** Opening TASK INPUTS block **

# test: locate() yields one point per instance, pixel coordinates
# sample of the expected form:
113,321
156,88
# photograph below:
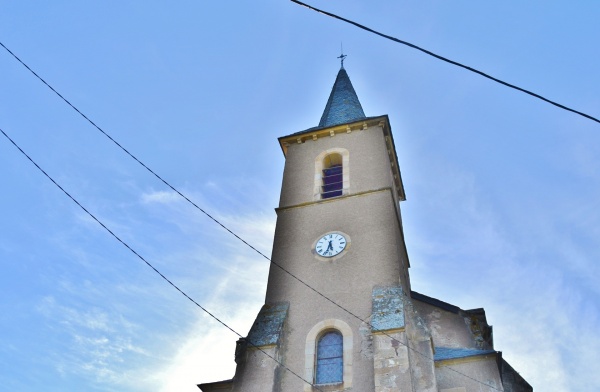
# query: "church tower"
339,313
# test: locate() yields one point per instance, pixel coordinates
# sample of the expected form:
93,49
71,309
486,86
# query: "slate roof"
268,325
343,105
443,353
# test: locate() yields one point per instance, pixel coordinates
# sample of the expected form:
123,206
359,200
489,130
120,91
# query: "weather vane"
342,56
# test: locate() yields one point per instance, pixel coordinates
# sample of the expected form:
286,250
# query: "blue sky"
503,191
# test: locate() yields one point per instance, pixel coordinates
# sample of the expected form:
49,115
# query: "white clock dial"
331,244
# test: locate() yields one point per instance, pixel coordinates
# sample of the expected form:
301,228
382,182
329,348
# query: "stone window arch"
326,332
332,173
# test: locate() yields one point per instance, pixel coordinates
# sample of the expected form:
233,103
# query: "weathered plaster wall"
368,168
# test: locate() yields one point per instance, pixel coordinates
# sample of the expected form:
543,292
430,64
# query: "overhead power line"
214,220
115,236
437,56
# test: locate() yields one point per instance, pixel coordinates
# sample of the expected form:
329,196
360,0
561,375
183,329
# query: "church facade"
339,312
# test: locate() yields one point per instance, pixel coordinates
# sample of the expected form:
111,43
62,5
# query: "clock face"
330,245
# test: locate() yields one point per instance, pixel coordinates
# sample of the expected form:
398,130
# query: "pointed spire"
343,105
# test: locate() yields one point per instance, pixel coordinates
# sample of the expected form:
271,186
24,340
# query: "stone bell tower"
339,313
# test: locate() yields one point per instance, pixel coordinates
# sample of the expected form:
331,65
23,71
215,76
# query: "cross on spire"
342,56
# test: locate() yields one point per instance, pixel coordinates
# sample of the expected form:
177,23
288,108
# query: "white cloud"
161,197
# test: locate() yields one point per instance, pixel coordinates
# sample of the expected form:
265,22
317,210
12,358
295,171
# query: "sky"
503,190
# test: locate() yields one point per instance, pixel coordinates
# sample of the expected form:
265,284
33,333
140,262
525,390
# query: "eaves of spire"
343,105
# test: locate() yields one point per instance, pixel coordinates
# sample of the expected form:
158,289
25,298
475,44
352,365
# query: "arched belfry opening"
333,176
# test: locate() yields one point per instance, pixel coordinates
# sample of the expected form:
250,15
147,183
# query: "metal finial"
342,56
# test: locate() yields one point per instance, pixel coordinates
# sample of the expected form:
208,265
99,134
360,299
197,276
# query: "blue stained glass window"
333,181
330,358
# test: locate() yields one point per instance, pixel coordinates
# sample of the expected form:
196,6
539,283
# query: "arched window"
316,361
330,359
333,176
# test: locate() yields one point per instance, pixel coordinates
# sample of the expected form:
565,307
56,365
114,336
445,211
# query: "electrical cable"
216,221
146,261
449,61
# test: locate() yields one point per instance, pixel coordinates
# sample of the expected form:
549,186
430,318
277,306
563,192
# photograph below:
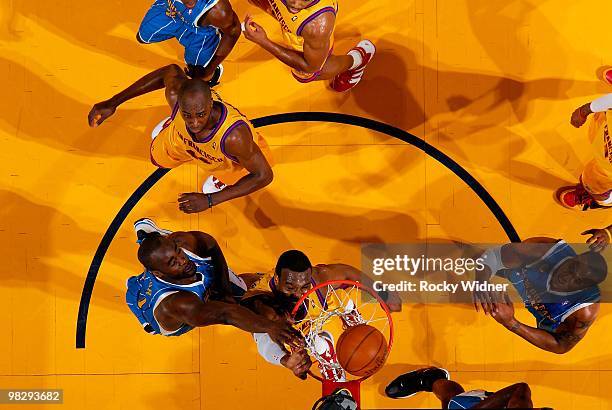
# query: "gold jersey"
175,144
597,175
293,24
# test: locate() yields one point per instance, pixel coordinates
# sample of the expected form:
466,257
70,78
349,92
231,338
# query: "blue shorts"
467,400
165,20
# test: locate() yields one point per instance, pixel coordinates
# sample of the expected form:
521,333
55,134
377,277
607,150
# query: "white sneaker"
212,185
329,365
146,225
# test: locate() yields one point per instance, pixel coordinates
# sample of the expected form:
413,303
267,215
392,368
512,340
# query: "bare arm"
240,144
225,19
341,271
317,39
169,77
207,246
516,255
188,308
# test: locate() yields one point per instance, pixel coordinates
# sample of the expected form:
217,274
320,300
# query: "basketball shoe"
409,384
607,76
212,185
144,226
350,78
328,362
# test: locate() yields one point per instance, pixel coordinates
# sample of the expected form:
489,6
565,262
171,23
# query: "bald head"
195,103
194,90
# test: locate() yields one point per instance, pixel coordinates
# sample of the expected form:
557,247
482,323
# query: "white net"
328,311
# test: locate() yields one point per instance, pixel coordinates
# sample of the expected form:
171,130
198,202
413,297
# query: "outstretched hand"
579,117
100,112
599,240
253,31
193,202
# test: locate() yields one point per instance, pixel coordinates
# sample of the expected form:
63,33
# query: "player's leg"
445,390
144,226
409,384
594,190
200,48
607,76
345,71
517,396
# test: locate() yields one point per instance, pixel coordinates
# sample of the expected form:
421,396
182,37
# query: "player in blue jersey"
558,286
207,29
452,395
187,284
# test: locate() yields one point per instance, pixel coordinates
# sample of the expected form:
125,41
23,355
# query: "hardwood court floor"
490,83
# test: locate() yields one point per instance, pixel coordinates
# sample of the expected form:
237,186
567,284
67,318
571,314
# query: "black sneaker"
409,384
197,71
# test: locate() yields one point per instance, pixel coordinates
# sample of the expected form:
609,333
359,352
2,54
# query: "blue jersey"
550,308
176,10
146,291
168,19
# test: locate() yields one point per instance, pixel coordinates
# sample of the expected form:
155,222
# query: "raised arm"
317,37
188,308
340,271
169,77
207,246
225,19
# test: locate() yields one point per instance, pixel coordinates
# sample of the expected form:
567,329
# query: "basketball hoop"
330,308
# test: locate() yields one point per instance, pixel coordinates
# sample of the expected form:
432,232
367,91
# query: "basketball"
362,350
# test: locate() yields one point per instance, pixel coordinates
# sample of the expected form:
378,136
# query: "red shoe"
576,196
607,75
349,79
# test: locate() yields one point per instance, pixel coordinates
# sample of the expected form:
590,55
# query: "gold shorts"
596,179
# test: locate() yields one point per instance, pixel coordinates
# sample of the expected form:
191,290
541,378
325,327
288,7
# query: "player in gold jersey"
211,132
308,31
595,187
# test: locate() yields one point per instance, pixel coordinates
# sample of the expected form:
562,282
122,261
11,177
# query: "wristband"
609,235
515,326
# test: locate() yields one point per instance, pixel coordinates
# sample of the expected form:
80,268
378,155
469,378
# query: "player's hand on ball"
282,333
599,239
298,362
253,31
100,112
193,202
579,117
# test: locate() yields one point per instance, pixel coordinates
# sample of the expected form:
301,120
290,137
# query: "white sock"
357,59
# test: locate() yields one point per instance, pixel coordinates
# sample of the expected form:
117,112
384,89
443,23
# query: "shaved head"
194,91
195,103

** Closing TASK INPUTS block **

WHAT YOU NEED TO DO: Write out every line of the entries above exactly, and omit their pictures.

TASK OUTPUT:
# test: locate() yields one point per instance, pixel coordinates
# sample of the expected form:
113,321
156,88
# photograph below:
# query: "church tower"
339,313
# test: locate() yields one point per instance, pixel coordinates
# sample of the expected form:
93,49
71,309
486,86
# query: "slate roof"
268,325
343,105
443,353
# test: locate() yields one point per instance, pixel coordinates
# sample of the expected form:
123,206
359,200
489,130
120,91
# query: "weather vane"
342,56
# test: locate() yields one point per instance, pixel coordinates
# sample of the expected form:
286,250
# query: "blue sky"
503,191
# test: locate() yields one point per instance, pixel coordinates
# sample of the expected form:
49,115
# query: "white clock dial"
331,244
# test: locate() yields one point per instance, pixel coordinates
# sample of the expected form:
301,228
382,182
329,348
# query: "stone window arch"
326,332
332,173
# test: locate() yields one point per instance, pixel coordinates
# sample of the expected form:
233,103
# query: "weathered plaster wall"
368,168
# test: locate() yields one point per instance, pixel coordinates
# sample of the expected form:
543,292
430,64
# query: "overhead power line"
214,220
115,236
437,56
# test: locate() yields one point per instance, pixel coordinates
# sample of the expected form:
329,196
360,0
561,375
183,329
# query: "church facade"
339,312
# test: locate() yields one point per instance, pixel coordinates
# sample of the expected form:
111,43
62,5
# query: "clock face"
330,245
# test: locate() yields one point per instance, pixel coordinates
# sample of the expected form:
398,130
# query: "pointed spire"
343,105
# test: locate() yields one point per instance, pixel coordinates
# sample of the expected form:
271,186
24,340
# query: "stone bell tower"
339,313
# test: locate() yields one point per instance, pixel coordinates
# sample of the expected form:
331,65
23,71
215,76
# query: "cross on spire"
342,56
# test: locate() yields one point per instance, pixel coordinates
# sample of the expected form:
177,23
288,108
# query: "white cloud"
161,197
# test: locate() yields one point per instance, pixel coordinates
# sample of the expected form:
265,22
317,210
12,358
295,171
# query: "sky"
503,190
# test: locate() yields one point per instance, pixel coordinates
# sample of the expected form:
265,284
33,333
140,262
525,390
# query: "eaves of spire"
343,105
# test: locate() yields one point per instance, pixel coordinates
# sample of the expected form:
158,289
25,298
475,44
352,365
# query: "arched belfry opening"
333,176
# test: locate() yields one point per instance, pixel coordinates
# sample of the expected form:
250,15
147,183
# query: "metal finial"
342,56
# test: locate() yields one point per instance, pixel coordinates
# sample of the expected form:
208,265
99,134
360,299
197,276
# query: "blue stained glass window"
333,181
330,358
# test: locate() yields one point per instance, pixel coordinates
# sample of the expected form:
196,6
539,283
# query: "arched window"
316,361
330,359
333,176
# test: locate() yields one point per instance, pixel coordinates
# sample of the expected form:
565,307
56,365
114,336
445,211
# query: "electrical cable"
216,221
146,261
449,61
# test: locate() yields one point per instance, pixel coordinates
# sample of the expected form:
549,186
430,318
277,306
563,192
# photograph below:
# query: "gold jersey"
175,144
597,175
293,24
# test: locate() yields one point per instance, pixel coordinates
# sample of the expected form:
466,257
70,78
349,92
231,338
# query: "blue shorts"
467,400
165,20
# test: locate() yields one point per instance, pixel coordinates
# sample of the expected form:
521,333
55,134
377,277
607,150
# query: "white sneaker"
212,185
329,365
146,225
# test: locate() yields one point per instance, pixel coordinates
# sample of the expected form:
413,303
267,215
392,368
512,340
# query: "bare arm"
240,144
225,19
341,271
317,39
169,77
207,246
516,255
188,308
# test: locate() yields one point per instance, pixel coordinates
# sample of the expected form:
217,274
320,300
# query: "basketball shoe"
409,384
607,76
212,185
144,226
350,78
328,362
# test: locate() yields one point per instance, pixel coordinates
# sample of the expected form:
489,6
565,262
171,23
# query: "bald head"
195,103
194,90
# test: locate() yields one point per instance, pixel coordinates
# sample of the expected form:
557,247
482,323
# query: "white net"
328,311
# test: locate() yields one point per instance, pixel coordinates
# sample of the expected form:
171,130
198,202
413,297
# query: "outstretched hand"
579,117
100,112
599,240
253,31
193,202
# test: locate() yields one point per instance, pixel coordinates
# sample of the expected form:
63,33
# query: "player's leg"
445,390
144,226
409,384
594,190
200,48
607,76
345,71
517,396
# test: locate() yields one point per instance, pixel coordinates
# sample of the expected form:
421,396
182,37
# query: "player in blue jersey"
558,286
207,29
452,395
187,284
# test: locate() yields one point per instance, pixel coordinates
# sample of the expected form:
125,41
23,355
# query: "hardwood court floor"
490,83
# test: locate() yields one point per instance, pixel coordinates
# sample of the expected form:
237,186
567,284
67,318
571,314
# query: "black sneaker"
409,384
197,71
# test: locate() yields one point per instance, pixel coordinates
# sample of the expected form:
609,333
359,352
2,54
# query: "blue jersey"
550,308
176,10
146,291
168,19
# test: locate() yields one point per instance, pixel coordinates
# sample of the expected form:
155,222
# query: "raised arm"
317,37
188,308
340,271
169,77
207,246
225,19
# test: locate() yields one point per instance, pixel coordinates
# sample of the expected form:
567,329
# query: "basketball hoop"
330,308
# test: locate() yields one point per instance, pixel coordinates
# sample of the expected form:
432,232
367,91
# query: "basketball"
362,350
# test: locate() yields one point per instance, pixel coordinates
# sample of the expected form:
378,136
# query: "red shoe"
576,196
607,75
349,79
# test: locate() yields one point per instance, pixel coordinates
# sample of the expected form:
590,55
# query: "gold shorts"
596,179
# test: locate() yields one point per instance, pixel coordinates
# sample of the expected form:
191,290
541,378
325,327
288,7
# query: "player in gold jersey"
211,132
308,31
595,187
# test: locate() yields one point per instance, pixel coordinates
# sample of the expected form:
562,282
122,261
11,177
# query: "wristband"
609,235
515,326
# test: locate() yields one point per instance, pixel coordinates
# sample of the expected form:
80,268
378,155
469,378
# query: "player's hand on ball"
282,333
599,239
298,362
253,31
100,112
193,202
579,117
# test: locate() yields one point per instance, pixel coordinates
# sample of the expected form:
301,120
290,137
# query: "white sock"
357,59
# test: locate() yields one point per instance, pixel coordinates
# sample of the expected form:
117,112
384,89
443,23
# query: "shaved head"
194,91
195,103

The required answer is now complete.